= Supplied material =
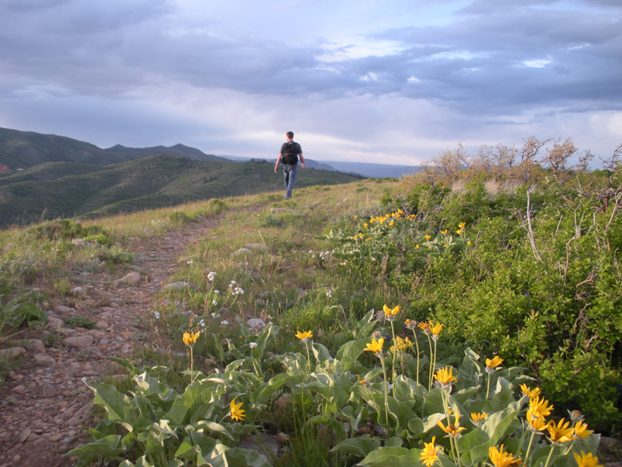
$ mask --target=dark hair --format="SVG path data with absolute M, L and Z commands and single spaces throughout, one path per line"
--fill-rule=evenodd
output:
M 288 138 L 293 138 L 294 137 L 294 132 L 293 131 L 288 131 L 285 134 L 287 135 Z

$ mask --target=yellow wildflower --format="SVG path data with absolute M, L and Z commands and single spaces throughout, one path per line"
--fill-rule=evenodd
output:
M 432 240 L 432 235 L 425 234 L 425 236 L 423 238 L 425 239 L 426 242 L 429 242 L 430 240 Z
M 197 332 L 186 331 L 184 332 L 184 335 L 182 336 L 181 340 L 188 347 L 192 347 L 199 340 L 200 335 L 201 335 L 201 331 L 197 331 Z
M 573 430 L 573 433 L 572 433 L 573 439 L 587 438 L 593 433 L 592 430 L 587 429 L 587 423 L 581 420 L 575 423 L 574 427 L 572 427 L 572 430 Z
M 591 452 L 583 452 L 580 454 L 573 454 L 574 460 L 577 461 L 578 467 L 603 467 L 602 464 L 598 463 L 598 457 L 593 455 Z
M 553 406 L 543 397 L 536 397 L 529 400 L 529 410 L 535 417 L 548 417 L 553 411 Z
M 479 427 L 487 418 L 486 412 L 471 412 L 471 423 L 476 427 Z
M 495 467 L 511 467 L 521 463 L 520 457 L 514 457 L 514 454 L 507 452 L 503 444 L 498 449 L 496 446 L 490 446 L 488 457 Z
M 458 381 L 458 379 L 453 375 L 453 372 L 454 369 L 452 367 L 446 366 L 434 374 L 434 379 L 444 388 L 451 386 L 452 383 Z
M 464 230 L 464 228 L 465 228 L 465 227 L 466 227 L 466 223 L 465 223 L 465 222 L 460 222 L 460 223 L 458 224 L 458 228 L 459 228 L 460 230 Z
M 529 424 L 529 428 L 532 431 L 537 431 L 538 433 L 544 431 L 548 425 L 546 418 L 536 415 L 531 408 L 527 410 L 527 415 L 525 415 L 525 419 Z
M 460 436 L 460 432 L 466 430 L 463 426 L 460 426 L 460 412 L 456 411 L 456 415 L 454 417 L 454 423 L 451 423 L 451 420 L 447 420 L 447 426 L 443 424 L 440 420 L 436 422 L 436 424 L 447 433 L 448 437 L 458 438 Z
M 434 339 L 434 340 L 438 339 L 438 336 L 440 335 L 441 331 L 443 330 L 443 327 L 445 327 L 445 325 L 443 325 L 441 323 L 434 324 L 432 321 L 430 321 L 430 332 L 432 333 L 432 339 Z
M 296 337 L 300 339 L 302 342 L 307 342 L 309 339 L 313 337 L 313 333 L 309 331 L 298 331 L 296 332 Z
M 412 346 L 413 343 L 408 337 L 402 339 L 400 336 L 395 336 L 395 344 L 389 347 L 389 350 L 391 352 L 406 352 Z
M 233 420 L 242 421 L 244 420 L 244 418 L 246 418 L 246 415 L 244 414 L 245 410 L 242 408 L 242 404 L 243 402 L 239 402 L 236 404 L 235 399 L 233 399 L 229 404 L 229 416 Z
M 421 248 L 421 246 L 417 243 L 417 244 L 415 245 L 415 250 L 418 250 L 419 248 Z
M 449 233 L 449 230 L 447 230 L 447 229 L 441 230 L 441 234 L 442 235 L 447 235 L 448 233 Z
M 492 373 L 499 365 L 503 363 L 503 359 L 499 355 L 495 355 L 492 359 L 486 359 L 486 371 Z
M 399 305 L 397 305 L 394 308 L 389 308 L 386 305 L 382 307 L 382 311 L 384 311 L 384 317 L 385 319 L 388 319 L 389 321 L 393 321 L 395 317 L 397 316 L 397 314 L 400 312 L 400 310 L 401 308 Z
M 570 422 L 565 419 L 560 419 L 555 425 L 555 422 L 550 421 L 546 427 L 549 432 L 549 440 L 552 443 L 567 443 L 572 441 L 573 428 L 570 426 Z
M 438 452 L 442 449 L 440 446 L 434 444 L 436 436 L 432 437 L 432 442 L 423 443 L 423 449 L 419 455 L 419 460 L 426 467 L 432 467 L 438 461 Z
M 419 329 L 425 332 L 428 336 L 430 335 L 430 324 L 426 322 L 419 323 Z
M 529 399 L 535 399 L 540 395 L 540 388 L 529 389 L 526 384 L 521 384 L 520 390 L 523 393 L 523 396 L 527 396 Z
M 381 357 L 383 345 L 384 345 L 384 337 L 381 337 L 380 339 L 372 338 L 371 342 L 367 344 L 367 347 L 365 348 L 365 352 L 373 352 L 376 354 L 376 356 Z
---
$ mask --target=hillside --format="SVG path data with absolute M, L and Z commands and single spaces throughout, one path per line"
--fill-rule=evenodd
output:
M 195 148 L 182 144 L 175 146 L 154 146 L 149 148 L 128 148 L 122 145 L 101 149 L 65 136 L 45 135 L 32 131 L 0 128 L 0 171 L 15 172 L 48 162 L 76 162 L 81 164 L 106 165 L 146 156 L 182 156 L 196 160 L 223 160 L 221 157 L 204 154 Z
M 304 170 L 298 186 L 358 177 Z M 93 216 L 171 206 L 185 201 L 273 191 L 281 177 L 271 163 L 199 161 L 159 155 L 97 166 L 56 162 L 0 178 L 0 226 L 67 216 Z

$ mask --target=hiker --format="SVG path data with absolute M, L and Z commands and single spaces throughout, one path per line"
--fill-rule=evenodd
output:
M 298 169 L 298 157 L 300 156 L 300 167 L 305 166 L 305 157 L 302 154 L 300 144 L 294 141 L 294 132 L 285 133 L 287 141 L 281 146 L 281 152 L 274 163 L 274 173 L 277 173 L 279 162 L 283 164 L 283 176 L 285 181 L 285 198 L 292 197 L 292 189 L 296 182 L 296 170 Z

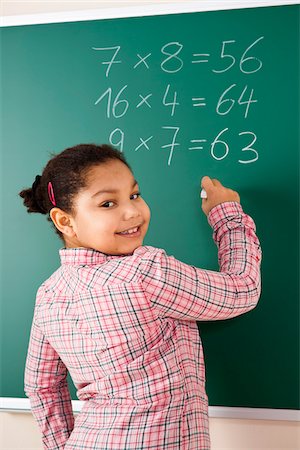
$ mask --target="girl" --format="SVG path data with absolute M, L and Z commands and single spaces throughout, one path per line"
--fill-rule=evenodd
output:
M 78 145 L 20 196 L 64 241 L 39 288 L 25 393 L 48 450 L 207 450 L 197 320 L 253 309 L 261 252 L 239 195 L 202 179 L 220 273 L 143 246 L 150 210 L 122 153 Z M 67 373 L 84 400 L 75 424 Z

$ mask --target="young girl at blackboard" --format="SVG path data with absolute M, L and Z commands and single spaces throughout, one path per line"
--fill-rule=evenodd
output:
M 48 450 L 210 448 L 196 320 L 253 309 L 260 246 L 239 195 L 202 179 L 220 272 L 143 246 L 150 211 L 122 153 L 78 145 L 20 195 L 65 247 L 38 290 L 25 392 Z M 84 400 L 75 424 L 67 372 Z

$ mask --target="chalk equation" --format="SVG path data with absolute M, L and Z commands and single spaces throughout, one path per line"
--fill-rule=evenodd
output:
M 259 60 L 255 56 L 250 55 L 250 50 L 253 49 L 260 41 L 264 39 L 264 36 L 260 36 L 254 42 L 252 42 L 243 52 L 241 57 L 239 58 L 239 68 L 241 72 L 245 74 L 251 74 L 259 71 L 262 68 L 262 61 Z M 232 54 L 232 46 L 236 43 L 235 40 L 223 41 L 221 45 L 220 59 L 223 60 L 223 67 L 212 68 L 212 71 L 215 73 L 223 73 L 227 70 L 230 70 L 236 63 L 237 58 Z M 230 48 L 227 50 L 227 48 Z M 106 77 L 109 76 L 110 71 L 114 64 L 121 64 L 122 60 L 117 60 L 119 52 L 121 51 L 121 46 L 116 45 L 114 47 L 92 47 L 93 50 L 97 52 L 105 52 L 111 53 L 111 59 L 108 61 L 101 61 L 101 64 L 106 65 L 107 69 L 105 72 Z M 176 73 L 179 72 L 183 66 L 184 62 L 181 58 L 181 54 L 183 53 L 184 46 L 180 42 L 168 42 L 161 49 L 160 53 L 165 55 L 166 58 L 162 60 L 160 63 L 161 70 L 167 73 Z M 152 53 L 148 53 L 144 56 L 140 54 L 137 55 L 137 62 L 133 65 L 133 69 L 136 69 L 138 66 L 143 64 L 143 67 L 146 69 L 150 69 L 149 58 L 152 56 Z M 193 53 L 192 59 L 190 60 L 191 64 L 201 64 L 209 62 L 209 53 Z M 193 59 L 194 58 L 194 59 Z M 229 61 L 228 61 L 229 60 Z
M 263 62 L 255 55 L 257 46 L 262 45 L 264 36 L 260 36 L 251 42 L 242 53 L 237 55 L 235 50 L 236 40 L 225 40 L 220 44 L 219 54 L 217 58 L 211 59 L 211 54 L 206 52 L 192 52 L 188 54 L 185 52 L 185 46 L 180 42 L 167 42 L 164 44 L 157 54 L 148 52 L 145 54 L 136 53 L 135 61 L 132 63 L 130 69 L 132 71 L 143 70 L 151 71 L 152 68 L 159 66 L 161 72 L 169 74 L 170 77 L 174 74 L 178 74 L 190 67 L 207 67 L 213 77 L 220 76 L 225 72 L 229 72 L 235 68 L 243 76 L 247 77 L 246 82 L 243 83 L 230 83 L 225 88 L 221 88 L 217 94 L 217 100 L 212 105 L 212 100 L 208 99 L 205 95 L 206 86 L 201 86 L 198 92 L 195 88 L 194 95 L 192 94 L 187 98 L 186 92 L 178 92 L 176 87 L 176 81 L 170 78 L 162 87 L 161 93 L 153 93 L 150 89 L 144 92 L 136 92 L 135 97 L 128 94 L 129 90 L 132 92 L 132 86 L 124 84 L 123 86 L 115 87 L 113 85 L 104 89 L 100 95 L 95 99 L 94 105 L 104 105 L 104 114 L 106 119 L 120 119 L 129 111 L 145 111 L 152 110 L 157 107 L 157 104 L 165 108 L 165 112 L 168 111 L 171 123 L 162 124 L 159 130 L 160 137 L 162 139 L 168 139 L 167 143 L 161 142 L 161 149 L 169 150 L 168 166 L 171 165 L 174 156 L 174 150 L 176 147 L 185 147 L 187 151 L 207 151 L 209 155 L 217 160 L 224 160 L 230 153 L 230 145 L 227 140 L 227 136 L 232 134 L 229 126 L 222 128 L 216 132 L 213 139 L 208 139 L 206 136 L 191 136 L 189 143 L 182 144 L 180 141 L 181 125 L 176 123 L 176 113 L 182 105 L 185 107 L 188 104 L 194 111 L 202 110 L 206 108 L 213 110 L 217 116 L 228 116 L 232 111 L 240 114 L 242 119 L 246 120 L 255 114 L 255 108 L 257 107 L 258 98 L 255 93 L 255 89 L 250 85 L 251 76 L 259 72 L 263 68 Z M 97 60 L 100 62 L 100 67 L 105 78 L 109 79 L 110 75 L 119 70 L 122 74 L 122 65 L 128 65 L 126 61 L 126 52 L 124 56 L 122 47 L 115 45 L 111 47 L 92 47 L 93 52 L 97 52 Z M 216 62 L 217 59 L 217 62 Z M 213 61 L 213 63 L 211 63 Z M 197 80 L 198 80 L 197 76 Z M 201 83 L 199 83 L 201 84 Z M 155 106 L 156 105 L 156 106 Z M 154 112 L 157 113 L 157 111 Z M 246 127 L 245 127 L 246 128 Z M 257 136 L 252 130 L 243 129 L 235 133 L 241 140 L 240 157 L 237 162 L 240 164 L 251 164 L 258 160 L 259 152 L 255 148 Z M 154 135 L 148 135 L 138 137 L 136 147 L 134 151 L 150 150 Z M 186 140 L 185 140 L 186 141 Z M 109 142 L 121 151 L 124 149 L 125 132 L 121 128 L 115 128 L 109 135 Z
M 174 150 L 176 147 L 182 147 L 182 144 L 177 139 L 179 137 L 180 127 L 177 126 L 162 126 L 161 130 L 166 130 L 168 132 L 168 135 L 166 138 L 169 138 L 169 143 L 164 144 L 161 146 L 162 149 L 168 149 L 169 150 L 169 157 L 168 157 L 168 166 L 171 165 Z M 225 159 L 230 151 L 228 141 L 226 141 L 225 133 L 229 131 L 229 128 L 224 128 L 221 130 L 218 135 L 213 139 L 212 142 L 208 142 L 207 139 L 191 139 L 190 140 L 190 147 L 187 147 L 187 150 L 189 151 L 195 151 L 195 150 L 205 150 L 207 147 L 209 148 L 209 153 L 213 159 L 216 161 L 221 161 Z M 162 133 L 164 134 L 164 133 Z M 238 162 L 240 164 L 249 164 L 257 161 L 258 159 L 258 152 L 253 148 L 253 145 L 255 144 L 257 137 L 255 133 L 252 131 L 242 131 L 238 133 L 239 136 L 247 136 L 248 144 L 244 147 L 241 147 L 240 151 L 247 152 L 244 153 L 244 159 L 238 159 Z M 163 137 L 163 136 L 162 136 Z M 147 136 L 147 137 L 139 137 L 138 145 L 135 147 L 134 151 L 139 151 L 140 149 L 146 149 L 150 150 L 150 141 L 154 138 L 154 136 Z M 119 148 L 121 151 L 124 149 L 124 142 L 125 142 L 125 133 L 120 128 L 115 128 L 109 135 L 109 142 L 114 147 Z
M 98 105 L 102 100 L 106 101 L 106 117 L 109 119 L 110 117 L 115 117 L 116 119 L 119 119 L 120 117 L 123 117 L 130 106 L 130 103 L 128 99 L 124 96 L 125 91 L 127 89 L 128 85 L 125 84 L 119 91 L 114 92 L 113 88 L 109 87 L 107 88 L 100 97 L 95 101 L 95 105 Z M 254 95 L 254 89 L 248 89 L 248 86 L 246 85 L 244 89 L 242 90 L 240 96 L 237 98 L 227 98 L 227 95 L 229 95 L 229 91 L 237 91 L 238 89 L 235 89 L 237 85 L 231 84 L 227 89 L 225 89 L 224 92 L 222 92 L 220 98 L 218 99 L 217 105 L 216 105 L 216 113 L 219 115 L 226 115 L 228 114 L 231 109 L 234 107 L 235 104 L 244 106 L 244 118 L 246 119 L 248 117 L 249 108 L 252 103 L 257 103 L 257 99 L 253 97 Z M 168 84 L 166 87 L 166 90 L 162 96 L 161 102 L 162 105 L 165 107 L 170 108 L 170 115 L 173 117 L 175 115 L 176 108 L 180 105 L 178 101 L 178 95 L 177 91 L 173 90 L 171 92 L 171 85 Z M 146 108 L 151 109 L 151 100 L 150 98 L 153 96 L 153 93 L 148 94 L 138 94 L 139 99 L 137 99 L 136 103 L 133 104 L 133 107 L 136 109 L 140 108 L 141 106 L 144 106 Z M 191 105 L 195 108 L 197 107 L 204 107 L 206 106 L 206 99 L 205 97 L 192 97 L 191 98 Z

= Exercise directions =
Copy out all lines of the material above in which "girl" occurs.

= The completed task =
$ mask --target="girl" --format="SVG path data with absolute M, L and Z commands and single spaces throughout, one path per line"
$ mask --target="young girl at blackboard" --format="SVG path data with absolute M, L and Z commands and single spaces throughout, one path per line"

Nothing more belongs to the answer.